◆ INSTRUCTIONS FOR THE TASK ◆
Exactly as given, repeat all of the entries.

◆ AVAILABLE RECORDS ◆
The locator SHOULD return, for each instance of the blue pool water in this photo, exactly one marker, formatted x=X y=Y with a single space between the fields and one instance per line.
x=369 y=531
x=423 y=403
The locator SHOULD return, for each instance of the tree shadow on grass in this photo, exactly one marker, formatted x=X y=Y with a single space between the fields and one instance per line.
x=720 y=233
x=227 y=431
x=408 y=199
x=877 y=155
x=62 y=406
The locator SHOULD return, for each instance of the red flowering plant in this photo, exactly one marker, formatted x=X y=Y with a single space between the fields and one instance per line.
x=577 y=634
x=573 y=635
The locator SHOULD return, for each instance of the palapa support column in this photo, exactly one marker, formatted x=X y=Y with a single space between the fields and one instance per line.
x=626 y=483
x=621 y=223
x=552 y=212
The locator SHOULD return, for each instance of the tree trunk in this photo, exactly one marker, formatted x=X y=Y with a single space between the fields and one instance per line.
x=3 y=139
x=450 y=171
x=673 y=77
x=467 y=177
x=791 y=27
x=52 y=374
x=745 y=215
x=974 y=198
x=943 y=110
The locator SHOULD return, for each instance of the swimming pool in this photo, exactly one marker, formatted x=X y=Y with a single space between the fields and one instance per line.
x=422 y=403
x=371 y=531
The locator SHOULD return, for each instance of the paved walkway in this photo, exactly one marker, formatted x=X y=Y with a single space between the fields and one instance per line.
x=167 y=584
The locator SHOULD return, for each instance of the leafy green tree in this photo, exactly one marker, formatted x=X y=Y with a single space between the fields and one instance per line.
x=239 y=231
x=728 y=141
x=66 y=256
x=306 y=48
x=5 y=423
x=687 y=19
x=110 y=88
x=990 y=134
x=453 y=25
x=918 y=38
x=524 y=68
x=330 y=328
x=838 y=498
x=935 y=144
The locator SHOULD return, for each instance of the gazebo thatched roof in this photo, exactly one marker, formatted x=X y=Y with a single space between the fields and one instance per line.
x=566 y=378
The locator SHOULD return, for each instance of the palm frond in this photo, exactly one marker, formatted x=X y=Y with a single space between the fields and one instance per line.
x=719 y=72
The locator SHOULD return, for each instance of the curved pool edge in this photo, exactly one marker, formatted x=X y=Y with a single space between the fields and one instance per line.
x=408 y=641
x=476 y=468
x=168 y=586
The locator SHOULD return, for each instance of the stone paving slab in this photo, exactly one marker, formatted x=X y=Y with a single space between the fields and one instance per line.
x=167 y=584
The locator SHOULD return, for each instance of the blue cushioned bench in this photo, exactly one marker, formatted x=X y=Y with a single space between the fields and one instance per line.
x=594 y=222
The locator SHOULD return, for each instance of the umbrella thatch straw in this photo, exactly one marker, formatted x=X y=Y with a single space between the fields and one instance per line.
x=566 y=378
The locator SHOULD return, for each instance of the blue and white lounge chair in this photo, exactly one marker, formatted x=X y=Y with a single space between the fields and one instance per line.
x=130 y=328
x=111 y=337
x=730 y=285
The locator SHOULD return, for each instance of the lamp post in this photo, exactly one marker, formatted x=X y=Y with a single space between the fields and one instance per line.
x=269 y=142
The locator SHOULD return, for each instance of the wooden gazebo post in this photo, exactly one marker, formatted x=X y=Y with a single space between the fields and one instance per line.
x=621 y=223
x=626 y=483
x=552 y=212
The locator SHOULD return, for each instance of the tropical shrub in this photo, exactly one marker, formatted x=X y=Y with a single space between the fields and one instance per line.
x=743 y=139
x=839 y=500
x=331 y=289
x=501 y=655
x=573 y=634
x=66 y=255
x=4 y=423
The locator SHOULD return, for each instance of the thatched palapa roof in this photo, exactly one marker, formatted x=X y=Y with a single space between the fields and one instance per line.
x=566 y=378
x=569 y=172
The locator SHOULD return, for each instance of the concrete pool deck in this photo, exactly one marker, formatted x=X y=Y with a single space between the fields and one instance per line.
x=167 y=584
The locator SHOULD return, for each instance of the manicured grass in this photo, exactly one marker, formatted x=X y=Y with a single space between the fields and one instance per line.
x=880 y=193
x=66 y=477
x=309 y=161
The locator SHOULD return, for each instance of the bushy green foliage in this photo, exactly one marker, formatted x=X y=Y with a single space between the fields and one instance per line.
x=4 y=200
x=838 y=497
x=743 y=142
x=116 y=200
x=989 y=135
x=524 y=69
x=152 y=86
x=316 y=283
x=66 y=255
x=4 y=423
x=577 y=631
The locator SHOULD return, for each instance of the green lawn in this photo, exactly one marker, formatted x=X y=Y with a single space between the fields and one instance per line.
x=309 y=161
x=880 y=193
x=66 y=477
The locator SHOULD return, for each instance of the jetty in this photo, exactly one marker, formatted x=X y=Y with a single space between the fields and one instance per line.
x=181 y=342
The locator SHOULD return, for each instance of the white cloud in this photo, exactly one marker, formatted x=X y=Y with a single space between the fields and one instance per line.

◆ FINAL ANSWER ◆
The locator SHOULD return, for each instance of the blue pool water in this photo, exactly one marker, formatted x=X y=Y with a single space between the fields and one instance per line.
x=369 y=531
x=423 y=403
The locator SHOULD return, for each instance of the tree shadow on grass in this photo, exactly one marker, formatted x=X y=Y with a single space between the fields and one instance per line.
x=720 y=233
x=227 y=431
x=408 y=199
x=877 y=155
x=62 y=406
The locator SHOULD return, for each instance of the red flowering plant in this photo, exactly one marker, formatted x=X y=Y with a single space between the fields and one instance per line.
x=577 y=634
x=573 y=635
The locator SHOULD return, for each instance of the palapa support column in this photo, exactly one marker, formatted x=X y=Y with a single space between the fields and one instance per line.
x=626 y=483
x=621 y=223
x=552 y=212
The locator SHOULD return, for each instance of the tree trunk in this photo, exactly one marker, formatted x=X y=Y with a single space between the fields and one instance per line.
x=3 y=139
x=450 y=171
x=673 y=77
x=467 y=177
x=791 y=27
x=52 y=374
x=745 y=215
x=974 y=198
x=943 y=110
The locator SHOULD return, for each instance of the swimming pool in this photo, exactly one marker, formatted x=X y=Y with a single space between the fields and one instance per line.
x=422 y=403
x=371 y=531
The locator SHOULD return, for each instance of the paved walkway in this photo, exactly one marker, formatted x=X y=Y with a single space between the fields and one instance per line.
x=167 y=584
The locator SHOULD return, for each instance of the leafy green tree in this photo, exactly one marker, formatted x=X y=Y with a single space between the fields and one instance per line.
x=239 y=231
x=728 y=141
x=66 y=256
x=306 y=48
x=5 y=423
x=687 y=19
x=110 y=88
x=990 y=134
x=453 y=25
x=918 y=38
x=524 y=68
x=330 y=328
x=838 y=498
x=935 y=144
The locator SHOULD return, for each instance of the gazebo thatched roof in this photo, exactly one marker, formatted x=X y=Y with a single space between the fields and one instance per line.
x=566 y=378
The locator SHOULD return, for each instance of the palm frond in this photo, exactly one marker, formatted x=X y=Y with a single space between the fields and one instance per line.
x=719 y=72
The locator SHOULD return, for each instance of the curved pool edge in this photo, exactly one marker, formatted x=X y=Y with a single space between the fields and one instance per line.
x=408 y=641
x=476 y=468
x=168 y=586
The locator SHOULD return, for each instance of the stone paving slab in this photo, exactly one marker, formatted x=X y=Y with a single space between the fields and one instance per line.
x=167 y=584
The locator SHOULD return, for each instance of the blue cushioned bench in this photo, exactly one marker, formatted x=X y=Y with a single space between the fields and one instance per line.
x=594 y=222
The locator SHOULD return, for each instance of the umbrella thatch straw in this photo, exactly one marker, formatted x=X y=Y with a single space between the fields and one instance per line.
x=566 y=378
The locator SHOULD return, for each instance of the blue and white lounge chair in this photo, exactly one marker, formatted x=X y=Y with a single space between the fields and one instance per line.
x=130 y=328
x=111 y=337
x=730 y=285
The locator SHOULD return, for each instance of the lamp post in this photo, exactly one marker, formatted x=X y=Y with a single space between the fields and one instance per line.
x=269 y=142
The locator SHOULD return, for each instance of the wooden gazebo post in this photo, exactly one marker, formatted x=X y=Y with a single space between the fields and one instance per line.
x=621 y=223
x=626 y=483
x=552 y=212
The locator SHOULD return, for each instance of the tropical shrub in this photo, exactly one marker, formatted x=X y=Y with a single space between the fields and one instance per line.
x=743 y=139
x=839 y=500
x=331 y=289
x=501 y=655
x=573 y=634
x=66 y=255
x=4 y=423
The locator SHOULD return, for each instance of the thatched palapa roof in this photo, exactly one marker, formatted x=X y=Y with a single space between the fields and one instance per line.
x=566 y=378
x=569 y=172
The locator SHOULD return, for each instance of the concrete pool deck in this photo, exactly one marker, formatted x=X y=Y with a single space between the fields and one instance per line.
x=167 y=584
The locator SHOULD return, for each instance of the manicured grass in this photo, exactly one marker, formatted x=X y=Y with a single space between the fields and one instance per line.
x=880 y=193
x=66 y=477
x=309 y=161
The locator SHOULD return, for each instance of the bushy green foliage in this photo, exactly one marker, formatted x=X y=Y with a single space between the fields and one instance per line.
x=4 y=200
x=838 y=497
x=743 y=142
x=116 y=200
x=989 y=135
x=524 y=69
x=152 y=86
x=316 y=283
x=66 y=255
x=4 y=423
x=577 y=631
The locator SHOULD return, for each instance of the green lawn in this photo, exactly one marker, formatted x=X y=Y with a single space between the fields and one instance per line.
x=309 y=161
x=880 y=193
x=66 y=477
The locator SHOULD return, for each instance of the jetty in this photo, exactly one marker, formatted x=X y=Y with a single space between the fields and one instance per line.
x=181 y=342
The locator SHOULD return, for each instance of the white cloud in this photo, exactly one marker, formatted x=X y=Y with a single space between the fields and one instance per line.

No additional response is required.